>> START Document
Angels 8, Astros 7: Charlie Morton and Shohei Ohtani have been two of the most talked about pitchers to start the season and they faced off in this one. Not too stellar a faceoff, unfortunately, as Mike Trout homered off of the first pitch Morton threw him and Andrelton Simmons followed him in the act. The Angels would score two more off of him in the third and he wouldn’t last four. Meanwhile, Ohtani gave up four runs, including a homer to Derek Fisher and would see another run for which he was responsible score on a Brian McCann go-ahead blast. His night would end having given up four runs as well. Anaheim tied it back up on an Albert Pujols single and then Simmons would hit his second homer of the night — a three-run shot — to give the Angels a lead they would not surrender. Fun fact: Mike Scioscia ran out of mound visits in this one. Unless I missed one, he was the first manager to do so in a game since the mound visit rule was established.

Cubs 10, Indians 3🎶Kyle Schwarber came back to Ohio . . . and his city was gone . . . but the guy who wrote about it . . . was a Republican pawn . . . A, oh, way to go O-hi-o . . .🎶 Two homers for the best thing to come out of Middletown, Ohio over the past decade or so. A homer each for Willson Contreras and Ian Happ. Same result as Game 7 in 2016. Pretty much the same weather too. Unfit for man or beast or Josh Tomlin

Yankees 8, Twins 3: Gary Sanchez hit two homers and Aaron Judge and Didi Gregorius each went deep as well, with Sanchez and Gregorius each driving in three. Didi has been having such a fantastic year that, eventually, I’m assuming the people who run the ads at Yankee Stadium will spell his name right:

Mets 6, Cardinals 5: Jay Bruce‘s tenth inning homer gave the Mets a lead they’d hold on to for the win. Yoenis Cespedes hit a homer earlier that I’m pretty sure killed (a) a baseball; and (b) Luke Weaver:

463 feet, my man.

In other news, Matt Harvey entered in the top of the fifth inning of this one for his first relief appearance since his demotion to the pen. It didn’t go great. He gave up a run on back-to-back two-out doubles and left after throwing 35 pitches, only 20 of which were strikes. In still other news, the Cardinals initiated a replay challenge after Bruce’s homer, claiming he missed first base. He didn’t miss first base and it wasn’t even particularly close, so I have no idea what the Cardinals were doing there. La Russa may be gone but part of his essence still lingers, I suppose.

Rockies 8, Padres 0: Eight runs in Colorado — seven of them coming in the first two innings — isn’t news, but seven shutout innings from a starting pitcher is. That’s what Kyle Freeland did for the Rockies, striking out eight and grabbing the win. Trevor Story hit a grand slam. There was a scary moment when Freeland was hit by a comebacker, but he stayed in the game. Rockies manager Bud Black said it may have helped: “It smoothed him out. He didn’t overthrow. His focus might have been more heightened, because he was in a little bit of discomfort.” Sources say that Black plans to kick Freeland square in the beans just before he takes the mound for his next start on Sunday.
>> END Document
>> START Stored data
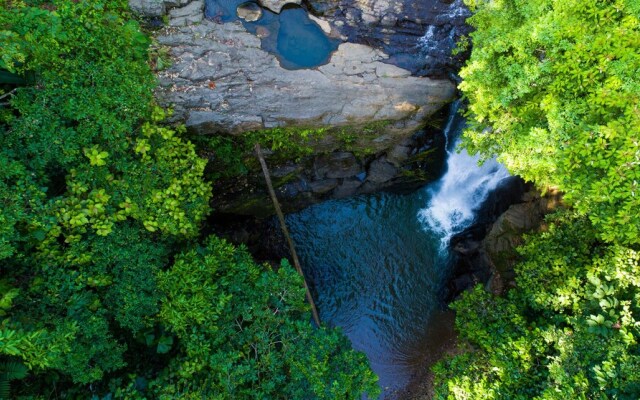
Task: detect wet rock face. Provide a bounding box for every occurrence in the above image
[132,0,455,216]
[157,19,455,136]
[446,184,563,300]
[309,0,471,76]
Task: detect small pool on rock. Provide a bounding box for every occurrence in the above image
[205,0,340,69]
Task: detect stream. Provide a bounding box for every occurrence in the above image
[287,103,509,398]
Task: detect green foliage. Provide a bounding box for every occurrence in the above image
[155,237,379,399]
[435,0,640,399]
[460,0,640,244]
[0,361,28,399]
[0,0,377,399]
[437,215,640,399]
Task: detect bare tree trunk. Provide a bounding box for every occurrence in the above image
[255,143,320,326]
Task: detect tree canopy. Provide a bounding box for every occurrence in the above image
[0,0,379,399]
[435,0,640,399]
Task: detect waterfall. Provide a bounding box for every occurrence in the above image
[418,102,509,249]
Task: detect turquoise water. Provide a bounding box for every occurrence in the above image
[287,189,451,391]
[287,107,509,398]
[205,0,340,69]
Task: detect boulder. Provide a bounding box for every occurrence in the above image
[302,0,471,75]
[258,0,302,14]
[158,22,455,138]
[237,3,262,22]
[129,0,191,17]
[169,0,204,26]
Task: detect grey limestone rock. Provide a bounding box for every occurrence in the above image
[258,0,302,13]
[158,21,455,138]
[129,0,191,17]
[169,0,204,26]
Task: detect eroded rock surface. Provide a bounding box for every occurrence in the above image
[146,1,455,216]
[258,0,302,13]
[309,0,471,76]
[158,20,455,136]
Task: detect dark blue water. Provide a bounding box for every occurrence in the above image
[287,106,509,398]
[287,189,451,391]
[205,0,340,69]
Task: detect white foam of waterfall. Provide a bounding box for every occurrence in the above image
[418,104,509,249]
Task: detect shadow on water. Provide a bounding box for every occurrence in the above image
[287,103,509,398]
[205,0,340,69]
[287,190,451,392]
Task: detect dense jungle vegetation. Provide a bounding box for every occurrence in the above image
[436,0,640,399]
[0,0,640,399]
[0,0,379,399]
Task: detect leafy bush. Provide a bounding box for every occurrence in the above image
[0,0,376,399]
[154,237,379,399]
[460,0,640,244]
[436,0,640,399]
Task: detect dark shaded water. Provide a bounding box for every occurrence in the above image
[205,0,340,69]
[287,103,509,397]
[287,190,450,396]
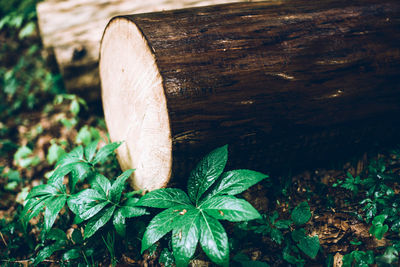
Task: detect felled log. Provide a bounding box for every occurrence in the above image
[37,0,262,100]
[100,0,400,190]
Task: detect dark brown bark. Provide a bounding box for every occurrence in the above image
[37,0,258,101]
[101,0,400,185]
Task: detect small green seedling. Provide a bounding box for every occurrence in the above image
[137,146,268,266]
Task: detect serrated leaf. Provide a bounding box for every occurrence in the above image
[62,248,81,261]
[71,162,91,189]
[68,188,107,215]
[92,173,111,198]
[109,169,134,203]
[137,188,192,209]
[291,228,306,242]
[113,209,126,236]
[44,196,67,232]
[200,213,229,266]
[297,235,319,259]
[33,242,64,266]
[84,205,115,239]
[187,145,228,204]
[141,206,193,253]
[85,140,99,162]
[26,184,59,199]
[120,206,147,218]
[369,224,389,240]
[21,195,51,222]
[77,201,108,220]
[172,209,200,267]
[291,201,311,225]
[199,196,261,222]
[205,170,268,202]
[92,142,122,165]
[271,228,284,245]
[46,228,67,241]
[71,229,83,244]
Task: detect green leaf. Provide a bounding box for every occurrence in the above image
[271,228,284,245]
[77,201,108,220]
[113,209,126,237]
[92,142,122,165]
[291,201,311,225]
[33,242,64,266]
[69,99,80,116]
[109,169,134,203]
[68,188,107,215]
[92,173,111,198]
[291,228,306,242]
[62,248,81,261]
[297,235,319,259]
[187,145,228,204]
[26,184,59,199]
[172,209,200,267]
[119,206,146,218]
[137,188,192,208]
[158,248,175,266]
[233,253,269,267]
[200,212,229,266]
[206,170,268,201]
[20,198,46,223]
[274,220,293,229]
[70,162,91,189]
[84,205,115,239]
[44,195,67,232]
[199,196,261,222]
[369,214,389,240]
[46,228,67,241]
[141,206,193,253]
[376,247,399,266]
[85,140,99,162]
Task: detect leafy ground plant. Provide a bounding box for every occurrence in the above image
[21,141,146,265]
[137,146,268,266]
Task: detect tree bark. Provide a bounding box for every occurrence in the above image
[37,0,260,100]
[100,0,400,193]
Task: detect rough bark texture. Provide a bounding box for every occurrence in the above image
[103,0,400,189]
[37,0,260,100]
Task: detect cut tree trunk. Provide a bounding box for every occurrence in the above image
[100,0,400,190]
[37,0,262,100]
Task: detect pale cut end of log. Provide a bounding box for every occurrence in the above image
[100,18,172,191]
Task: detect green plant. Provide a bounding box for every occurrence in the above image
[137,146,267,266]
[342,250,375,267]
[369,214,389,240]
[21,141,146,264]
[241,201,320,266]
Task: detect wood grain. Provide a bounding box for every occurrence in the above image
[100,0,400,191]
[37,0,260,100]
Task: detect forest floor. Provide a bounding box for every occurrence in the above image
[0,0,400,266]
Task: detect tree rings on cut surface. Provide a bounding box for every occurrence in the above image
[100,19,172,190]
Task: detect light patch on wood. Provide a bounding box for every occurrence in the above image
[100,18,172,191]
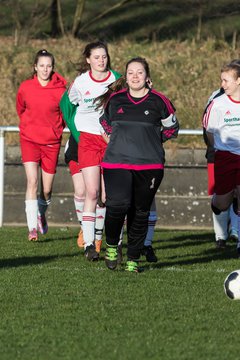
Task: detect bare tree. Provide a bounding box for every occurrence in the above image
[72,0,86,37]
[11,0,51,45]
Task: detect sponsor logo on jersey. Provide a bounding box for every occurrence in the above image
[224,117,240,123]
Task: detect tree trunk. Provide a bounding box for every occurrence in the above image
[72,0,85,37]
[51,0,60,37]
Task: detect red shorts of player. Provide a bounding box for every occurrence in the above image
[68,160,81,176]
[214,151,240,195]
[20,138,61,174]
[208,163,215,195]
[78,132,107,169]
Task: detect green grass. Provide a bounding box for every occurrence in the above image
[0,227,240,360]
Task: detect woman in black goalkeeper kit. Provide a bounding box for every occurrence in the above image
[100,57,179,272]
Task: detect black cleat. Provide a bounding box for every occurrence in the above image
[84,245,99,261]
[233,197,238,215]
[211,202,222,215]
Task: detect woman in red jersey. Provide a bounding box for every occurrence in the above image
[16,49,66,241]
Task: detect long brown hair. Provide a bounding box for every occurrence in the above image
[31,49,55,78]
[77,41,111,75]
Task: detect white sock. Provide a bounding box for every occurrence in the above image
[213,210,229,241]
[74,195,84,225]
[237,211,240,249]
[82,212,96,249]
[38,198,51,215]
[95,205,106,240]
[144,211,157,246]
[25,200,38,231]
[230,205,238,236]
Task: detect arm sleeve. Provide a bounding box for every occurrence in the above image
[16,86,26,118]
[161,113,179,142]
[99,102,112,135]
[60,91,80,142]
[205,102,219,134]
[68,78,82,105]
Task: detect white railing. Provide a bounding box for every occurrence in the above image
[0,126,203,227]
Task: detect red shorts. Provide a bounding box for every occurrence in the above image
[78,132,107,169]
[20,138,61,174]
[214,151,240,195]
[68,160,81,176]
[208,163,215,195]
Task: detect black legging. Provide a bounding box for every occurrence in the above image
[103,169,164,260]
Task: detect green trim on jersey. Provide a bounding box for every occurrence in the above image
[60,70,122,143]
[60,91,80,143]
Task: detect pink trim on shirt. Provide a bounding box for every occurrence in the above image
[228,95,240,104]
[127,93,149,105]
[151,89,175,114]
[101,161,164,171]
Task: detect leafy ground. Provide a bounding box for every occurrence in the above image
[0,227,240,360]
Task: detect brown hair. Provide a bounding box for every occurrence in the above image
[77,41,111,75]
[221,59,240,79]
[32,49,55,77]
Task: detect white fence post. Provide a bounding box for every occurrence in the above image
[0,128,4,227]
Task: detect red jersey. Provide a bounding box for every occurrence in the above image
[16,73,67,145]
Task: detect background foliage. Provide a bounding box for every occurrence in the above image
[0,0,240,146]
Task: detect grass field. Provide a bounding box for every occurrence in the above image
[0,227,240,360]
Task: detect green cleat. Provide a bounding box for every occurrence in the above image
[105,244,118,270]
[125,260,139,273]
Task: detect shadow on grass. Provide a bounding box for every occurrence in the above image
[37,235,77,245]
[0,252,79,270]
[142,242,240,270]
>> END Stored data
>> START Stored data
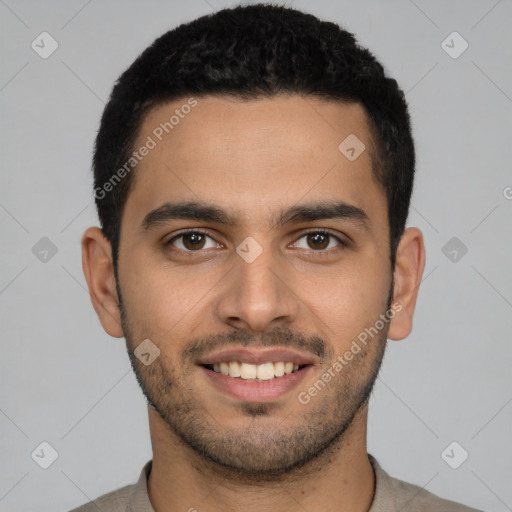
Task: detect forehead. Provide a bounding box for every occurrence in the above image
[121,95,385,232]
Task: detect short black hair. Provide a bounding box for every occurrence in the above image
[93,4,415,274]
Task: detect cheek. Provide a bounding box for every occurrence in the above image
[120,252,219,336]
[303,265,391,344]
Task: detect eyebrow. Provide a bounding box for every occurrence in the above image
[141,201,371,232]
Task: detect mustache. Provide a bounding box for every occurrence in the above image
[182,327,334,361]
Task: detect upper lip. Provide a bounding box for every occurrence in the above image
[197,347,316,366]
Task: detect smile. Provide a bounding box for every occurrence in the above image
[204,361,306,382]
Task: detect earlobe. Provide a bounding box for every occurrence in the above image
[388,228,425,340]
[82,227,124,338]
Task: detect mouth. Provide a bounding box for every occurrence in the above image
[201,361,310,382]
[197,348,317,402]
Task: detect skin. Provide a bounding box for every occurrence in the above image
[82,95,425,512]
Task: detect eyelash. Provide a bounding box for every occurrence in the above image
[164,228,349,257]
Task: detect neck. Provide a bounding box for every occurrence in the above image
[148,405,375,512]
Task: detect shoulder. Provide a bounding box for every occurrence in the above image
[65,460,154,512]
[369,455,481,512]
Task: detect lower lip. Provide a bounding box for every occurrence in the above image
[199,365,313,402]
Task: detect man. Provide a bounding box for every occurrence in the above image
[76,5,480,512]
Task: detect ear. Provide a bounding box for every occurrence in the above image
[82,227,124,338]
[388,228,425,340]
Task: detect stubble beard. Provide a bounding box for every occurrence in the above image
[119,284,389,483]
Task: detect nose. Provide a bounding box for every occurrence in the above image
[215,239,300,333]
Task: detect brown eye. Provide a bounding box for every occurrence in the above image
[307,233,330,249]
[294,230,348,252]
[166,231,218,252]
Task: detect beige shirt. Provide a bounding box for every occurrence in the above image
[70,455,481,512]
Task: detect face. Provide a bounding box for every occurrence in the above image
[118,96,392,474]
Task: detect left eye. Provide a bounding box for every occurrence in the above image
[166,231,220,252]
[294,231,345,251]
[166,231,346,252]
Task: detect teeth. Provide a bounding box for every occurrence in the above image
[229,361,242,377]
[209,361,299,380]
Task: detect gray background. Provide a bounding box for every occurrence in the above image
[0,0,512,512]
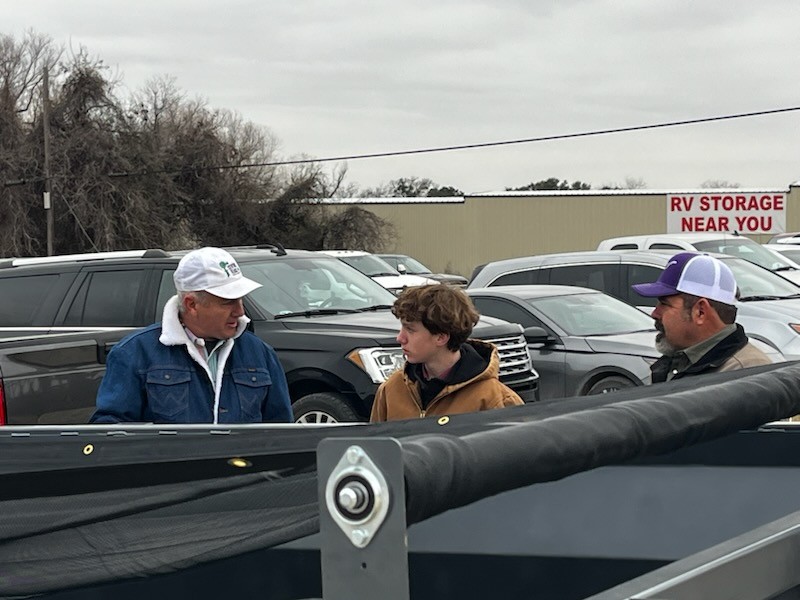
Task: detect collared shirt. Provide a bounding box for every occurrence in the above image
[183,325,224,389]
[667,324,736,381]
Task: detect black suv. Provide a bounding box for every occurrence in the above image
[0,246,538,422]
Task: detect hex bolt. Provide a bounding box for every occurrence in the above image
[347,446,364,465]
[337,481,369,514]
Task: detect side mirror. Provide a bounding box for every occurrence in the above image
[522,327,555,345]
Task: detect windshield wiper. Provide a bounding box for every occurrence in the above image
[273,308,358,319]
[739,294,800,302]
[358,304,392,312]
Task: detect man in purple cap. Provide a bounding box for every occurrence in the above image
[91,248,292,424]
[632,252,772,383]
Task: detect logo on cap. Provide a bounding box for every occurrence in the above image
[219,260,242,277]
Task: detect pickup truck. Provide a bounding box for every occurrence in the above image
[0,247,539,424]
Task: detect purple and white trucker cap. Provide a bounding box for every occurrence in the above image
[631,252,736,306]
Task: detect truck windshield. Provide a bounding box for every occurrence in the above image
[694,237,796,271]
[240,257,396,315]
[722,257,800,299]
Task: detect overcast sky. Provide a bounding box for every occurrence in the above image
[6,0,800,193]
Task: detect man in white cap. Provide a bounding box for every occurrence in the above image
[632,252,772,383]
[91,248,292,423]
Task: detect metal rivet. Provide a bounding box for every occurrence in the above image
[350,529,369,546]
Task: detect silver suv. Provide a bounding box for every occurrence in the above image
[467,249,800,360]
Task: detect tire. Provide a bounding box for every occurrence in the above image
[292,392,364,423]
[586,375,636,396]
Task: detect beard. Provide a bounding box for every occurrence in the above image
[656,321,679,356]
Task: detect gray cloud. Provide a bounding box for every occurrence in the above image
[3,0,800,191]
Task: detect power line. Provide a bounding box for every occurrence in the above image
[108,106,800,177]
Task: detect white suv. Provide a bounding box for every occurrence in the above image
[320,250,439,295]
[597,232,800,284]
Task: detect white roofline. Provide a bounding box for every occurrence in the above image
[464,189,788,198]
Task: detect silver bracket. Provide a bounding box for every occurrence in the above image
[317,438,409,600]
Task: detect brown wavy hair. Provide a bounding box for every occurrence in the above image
>> END Stored data
>> START Stored data
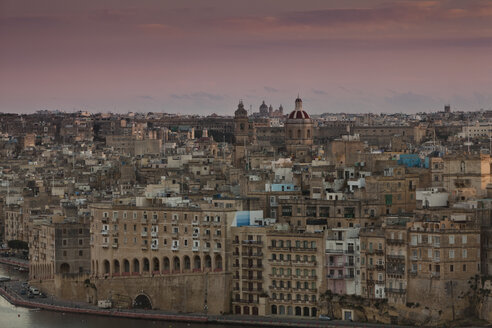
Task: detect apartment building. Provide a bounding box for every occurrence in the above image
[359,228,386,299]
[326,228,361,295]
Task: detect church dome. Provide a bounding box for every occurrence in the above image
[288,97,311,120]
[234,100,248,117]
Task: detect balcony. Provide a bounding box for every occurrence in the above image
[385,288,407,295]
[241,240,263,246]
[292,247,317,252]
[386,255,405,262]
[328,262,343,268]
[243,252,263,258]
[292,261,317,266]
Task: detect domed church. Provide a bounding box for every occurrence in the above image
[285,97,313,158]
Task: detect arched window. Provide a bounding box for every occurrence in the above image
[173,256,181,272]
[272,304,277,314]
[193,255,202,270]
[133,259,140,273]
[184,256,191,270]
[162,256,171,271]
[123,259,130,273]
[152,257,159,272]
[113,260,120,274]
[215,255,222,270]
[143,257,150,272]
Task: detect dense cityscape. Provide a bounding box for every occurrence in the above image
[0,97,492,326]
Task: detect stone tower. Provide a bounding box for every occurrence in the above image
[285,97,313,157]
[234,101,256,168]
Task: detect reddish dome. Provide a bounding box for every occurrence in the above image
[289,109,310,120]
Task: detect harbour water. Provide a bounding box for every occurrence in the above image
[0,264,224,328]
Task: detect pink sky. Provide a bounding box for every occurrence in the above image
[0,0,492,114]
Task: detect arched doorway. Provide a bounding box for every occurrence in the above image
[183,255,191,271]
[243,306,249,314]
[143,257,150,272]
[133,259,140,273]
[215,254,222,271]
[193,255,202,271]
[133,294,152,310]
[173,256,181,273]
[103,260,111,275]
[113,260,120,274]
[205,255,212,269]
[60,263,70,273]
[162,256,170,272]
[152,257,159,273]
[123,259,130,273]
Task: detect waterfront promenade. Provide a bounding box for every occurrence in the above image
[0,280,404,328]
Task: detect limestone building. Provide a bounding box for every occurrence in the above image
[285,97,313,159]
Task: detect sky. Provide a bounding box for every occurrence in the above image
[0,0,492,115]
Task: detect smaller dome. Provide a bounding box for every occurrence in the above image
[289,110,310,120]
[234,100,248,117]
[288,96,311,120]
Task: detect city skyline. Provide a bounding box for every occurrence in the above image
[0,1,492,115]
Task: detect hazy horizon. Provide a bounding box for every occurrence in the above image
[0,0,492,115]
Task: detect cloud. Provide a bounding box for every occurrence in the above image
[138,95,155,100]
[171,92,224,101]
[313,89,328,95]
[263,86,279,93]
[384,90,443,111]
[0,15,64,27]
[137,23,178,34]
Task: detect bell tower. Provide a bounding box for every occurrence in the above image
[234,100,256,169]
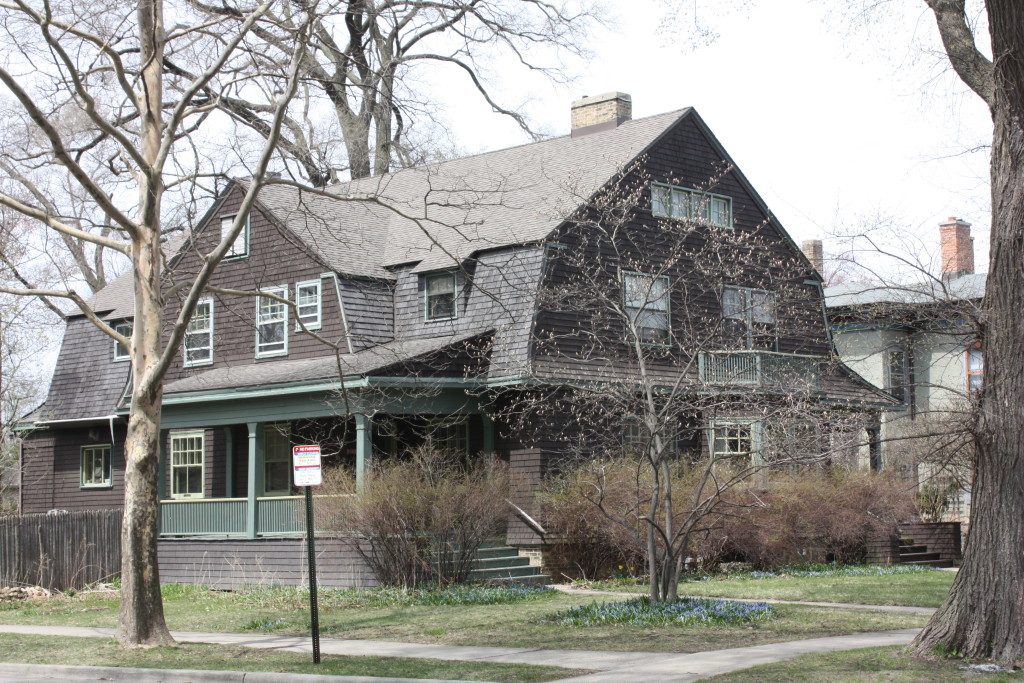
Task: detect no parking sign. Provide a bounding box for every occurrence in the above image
>> END Stored data
#### [Problems]
A: According to the baseball recap, how many pitches did Matt Harvey throw in his relief appearance against the Cardinals?
B: Duplicate everything in the baseball recap from "Mets 6, Cardinals" down to "lingers, I suppose.".
None of this work depends on the entries.

#### [Response list]
A: He threw 35 pitches, only 20 of which were strikes.

B:
Mets 6, Cardinals 5: Jay Bruce‘s tenth inning homer gave the Mets a lead they’d hold on to for the win. Yoenis Cespedes hit a homer earlier that I’m pretty sure killed (a) a baseball; and (b) Luke Weaver:

463 feet, my man.

In other news, Matt Harvey entered in the top of the fifth inning of this one for his first relief appearance since his demotion to the pen. It didn’t go great. He gave up a run on back-to-back two-out doubles and left after throwing 35 pitches, only 20 of which were strikes. In still other news, the Cardinals initiated a replay challenge after Bruce’s homer, claiming he missed first base. He didn’t miss first base and it wasn’t even particularly close, so I have no idea what the Cardinals were doing there. La Russa may be gone but part of his essence still lingers, I suppose.